*CHALLENGE*: Your task is to repeat the lines below exactly, excluding any pictures they contain.

— begin MATERIAL SHOWN —

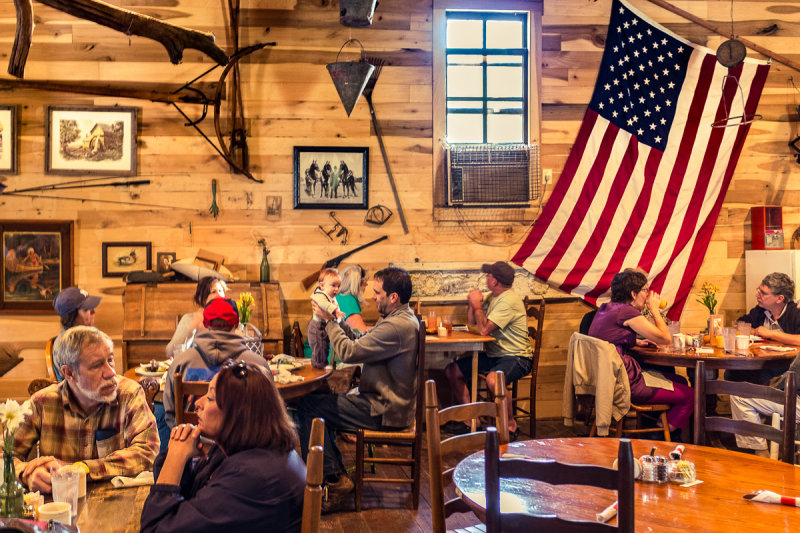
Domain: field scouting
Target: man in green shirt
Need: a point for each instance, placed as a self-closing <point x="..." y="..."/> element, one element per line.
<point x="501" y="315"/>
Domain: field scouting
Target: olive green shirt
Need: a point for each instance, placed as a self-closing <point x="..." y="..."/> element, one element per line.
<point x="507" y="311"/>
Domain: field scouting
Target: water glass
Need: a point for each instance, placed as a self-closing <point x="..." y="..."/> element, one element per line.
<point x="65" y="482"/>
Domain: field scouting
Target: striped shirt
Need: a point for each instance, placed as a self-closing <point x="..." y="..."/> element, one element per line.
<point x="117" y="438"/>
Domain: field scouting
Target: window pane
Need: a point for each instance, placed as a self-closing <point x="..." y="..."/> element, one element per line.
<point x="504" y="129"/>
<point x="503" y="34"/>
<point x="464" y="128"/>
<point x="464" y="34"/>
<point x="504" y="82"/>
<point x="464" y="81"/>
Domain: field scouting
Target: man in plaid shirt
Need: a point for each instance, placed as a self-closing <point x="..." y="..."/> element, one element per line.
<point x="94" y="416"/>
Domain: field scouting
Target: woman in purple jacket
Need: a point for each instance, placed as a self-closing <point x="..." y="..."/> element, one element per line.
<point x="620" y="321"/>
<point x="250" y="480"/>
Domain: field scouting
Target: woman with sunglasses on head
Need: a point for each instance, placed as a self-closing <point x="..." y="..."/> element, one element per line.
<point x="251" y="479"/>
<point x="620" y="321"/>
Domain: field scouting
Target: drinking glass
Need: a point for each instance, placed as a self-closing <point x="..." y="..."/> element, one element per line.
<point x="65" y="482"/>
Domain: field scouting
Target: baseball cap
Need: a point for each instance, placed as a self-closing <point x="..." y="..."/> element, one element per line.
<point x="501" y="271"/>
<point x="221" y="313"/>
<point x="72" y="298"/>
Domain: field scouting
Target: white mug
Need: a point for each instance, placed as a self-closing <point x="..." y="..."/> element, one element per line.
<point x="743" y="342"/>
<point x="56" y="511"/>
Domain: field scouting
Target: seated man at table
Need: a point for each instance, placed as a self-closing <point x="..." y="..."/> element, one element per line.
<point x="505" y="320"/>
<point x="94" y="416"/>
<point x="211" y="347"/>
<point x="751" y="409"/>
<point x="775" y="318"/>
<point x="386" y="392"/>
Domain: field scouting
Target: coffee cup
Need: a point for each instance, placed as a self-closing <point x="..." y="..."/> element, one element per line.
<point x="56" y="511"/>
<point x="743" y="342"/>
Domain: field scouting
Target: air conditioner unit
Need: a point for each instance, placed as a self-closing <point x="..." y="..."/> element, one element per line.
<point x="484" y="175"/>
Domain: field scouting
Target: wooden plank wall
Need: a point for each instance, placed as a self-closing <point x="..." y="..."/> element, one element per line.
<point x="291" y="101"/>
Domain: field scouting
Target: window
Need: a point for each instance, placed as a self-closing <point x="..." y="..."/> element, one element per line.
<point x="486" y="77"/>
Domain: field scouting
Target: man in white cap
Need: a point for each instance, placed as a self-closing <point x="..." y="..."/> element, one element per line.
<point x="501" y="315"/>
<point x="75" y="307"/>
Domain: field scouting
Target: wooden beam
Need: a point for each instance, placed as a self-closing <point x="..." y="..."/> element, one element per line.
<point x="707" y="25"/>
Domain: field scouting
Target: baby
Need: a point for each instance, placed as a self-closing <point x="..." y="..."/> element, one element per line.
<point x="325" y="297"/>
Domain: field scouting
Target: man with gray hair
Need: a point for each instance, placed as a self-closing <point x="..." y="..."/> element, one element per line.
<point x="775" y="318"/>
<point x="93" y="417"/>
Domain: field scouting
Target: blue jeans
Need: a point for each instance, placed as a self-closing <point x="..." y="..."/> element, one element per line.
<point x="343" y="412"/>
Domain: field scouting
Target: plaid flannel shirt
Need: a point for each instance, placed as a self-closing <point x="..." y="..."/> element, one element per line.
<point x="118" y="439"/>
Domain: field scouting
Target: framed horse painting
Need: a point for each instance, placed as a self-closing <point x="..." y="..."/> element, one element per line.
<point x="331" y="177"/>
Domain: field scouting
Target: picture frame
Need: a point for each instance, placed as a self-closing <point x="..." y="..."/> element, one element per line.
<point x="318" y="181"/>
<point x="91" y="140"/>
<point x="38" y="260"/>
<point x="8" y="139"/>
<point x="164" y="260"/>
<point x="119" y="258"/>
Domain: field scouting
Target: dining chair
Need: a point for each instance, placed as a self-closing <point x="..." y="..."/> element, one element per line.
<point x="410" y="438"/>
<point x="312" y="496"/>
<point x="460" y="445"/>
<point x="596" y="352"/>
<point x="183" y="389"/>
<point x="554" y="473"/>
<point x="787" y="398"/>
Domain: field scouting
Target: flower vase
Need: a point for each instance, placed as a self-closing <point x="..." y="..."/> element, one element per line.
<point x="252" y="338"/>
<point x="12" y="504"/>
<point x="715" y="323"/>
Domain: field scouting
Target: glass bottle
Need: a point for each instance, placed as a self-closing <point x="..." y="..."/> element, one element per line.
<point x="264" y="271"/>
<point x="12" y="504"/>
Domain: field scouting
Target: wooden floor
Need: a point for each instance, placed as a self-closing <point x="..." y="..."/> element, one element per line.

— end MATERIAL SHOWN —

*RESULT OF THE TASK*:
Domain: field scouting
Target: man in green shirt
Need: a point for each instance, placed as a self-closing <point x="..." y="..."/> element, one element per line.
<point x="501" y="315"/>
Domain: field scouting
Target: olive green shirt
Need: a point for each instance, placed as a self-closing <point x="..." y="..."/> element, one element per line.
<point x="507" y="311"/>
Domain: field scouting
Target: water glass
Need: a point for each instance, placed as a self-closing <point x="..." y="..."/> element, one element per line.
<point x="65" y="482"/>
Domain: field scouting
Target: striped shirt
Need: a point for each instance, placed as a self-closing <point x="..." y="..."/> element, one element per line.
<point x="117" y="438"/>
Domain: field scouting
Target: window pane
Need: a point for each instance, placed as a self-closing <point x="..." y="..."/> element, one element per line.
<point x="504" y="129"/>
<point x="503" y="34"/>
<point x="464" y="128"/>
<point x="464" y="34"/>
<point x="504" y="82"/>
<point x="464" y="81"/>
Domain: field scouting
Target: man in plaid shirt
Need: a point for each instance, placed as a self-closing <point x="..." y="..."/> element, one element per line.
<point x="94" y="416"/>
Domain: field scouting
Target: woman in purple jacket
Need: a point for each instance, placed as a self-closing <point x="..." y="..."/> element, one element per line.
<point x="620" y="321"/>
<point x="250" y="480"/>
Domain: field scouting
Target: woman with sunglasses on head
Need: a point for each instance, placed as a self-closing <point x="..." y="..."/> element, one element per line.
<point x="251" y="479"/>
<point x="620" y="321"/>
Domain: field scouting
Target: drinking glass
Need: a point for each instance, placed as a self-closing <point x="..." y="..."/> element, one element per line.
<point x="65" y="482"/>
Domain: field scouting
Target: baseball cap
Need: a point for each instance, placed as a self-closing <point x="..." y="..."/> element, one element per line.
<point x="501" y="271"/>
<point x="221" y="313"/>
<point x="72" y="298"/>
Domain: field scouting
Target: white mug
Need: a point for each instance, placed as a self-closing <point x="..." y="..."/> element, one element per line.
<point x="743" y="342"/>
<point x="56" y="511"/>
Domain: field scouting
Target: seated man at table
Need: a point for each instance, placed as a self-closing <point x="..." y="..."/> element, one element per line.
<point x="505" y="320"/>
<point x="94" y="416"/>
<point x="211" y="347"/>
<point x="751" y="409"/>
<point x="775" y="318"/>
<point x="386" y="392"/>
Domain: field scouting
Target: coffee cup
Need: a point for each instance, placed as a self-closing <point x="..." y="..."/> element, one element per line.
<point x="56" y="511"/>
<point x="743" y="342"/>
Domain: field scouting
Target: air conditioner unit
Need: a point for each instance, placed as a self-closing <point x="..." y="..."/> element, one element per line.
<point x="484" y="175"/>
Domain: field scouting
Target: wooden plank wall
Need: a point for each instance, placed as a self-closing <point x="..." y="..."/> element, one element per line.
<point x="291" y="101"/>
Domain: field scouting
Target: window
Need: a point for each instance, placed as a self-closing <point x="..." y="..."/> element, one element per line.
<point x="486" y="77"/>
Domain: field scouting
Target: man in white cap
Need: a point for each instance, placed as a self-closing <point x="..." y="..."/> element, one element per line.
<point x="501" y="315"/>
<point x="75" y="307"/>
Domain: field scouting
Target: wooden beam
Need: a point for each instance, placed as a self-closing <point x="..." y="..."/> element, one element per line.
<point x="707" y="25"/>
Domain: field scouting
Target: baby
Need: a point for each instance, placed as a self-closing <point x="..." y="..."/> element, one element per line.
<point x="325" y="297"/>
Domain: field scouting
Target: man with gray hair
Need: a point for each instance, placed as a self-closing <point x="..." y="..."/> element, one element per line.
<point x="775" y="318"/>
<point x="93" y="417"/>
Domain: field scouting
Target: blue jeans
Need: a point for each instance, placed as a self-closing <point x="..." y="..."/> element, one element per line.
<point x="343" y="412"/>
Domain: field scouting
Target: plaid flannel shirt
Need: a point for each instance, placed as a self-closing <point x="..." y="..."/> element, one element per line.
<point x="118" y="439"/>
Domain: field scouting
Target: framed horse painting
Need: a point for each instance, placed as a self-closing <point x="..." y="..."/> element, one element per line.
<point x="331" y="177"/>
Domain: field scouting
Target: picture frame
Need: a point for each instance, placed as a self-closing <point x="..." y="..."/> element, one element per line.
<point x="318" y="181"/>
<point x="91" y="140"/>
<point x="38" y="260"/>
<point x="8" y="139"/>
<point x="164" y="260"/>
<point x="119" y="258"/>
Domain: field scouting
Target: dining chair
Need: a point for each instance, placed as a self-closing <point x="..." y="..."/> element, one element per line.
<point x="410" y="438"/>
<point x="312" y="496"/>
<point x="460" y="445"/>
<point x="596" y="352"/>
<point x="183" y="389"/>
<point x="554" y="473"/>
<point x="787" y="398"/>
Domain: field scouting
Target: flower vase
Need: a point for each instance, placed as a self-closing <point x="..." y="..."/> element, one element per line.
<point x="252" y="338"/>
<point x="12" y="504"/>
<point x="715" y="323"/>
Domain: field scouting
Target: glass bottle
Need: a point for each instance, placed as a self-closing <point x="..." y="..."/> element, one element per line.
<point x="264" y="271"/>
<point x="12" y="504"/>
Domain: field scouting
Target: wooden floor
Need: a point for each instance, placed as a self-closing <point x="..." y="..."/> element, one element per line.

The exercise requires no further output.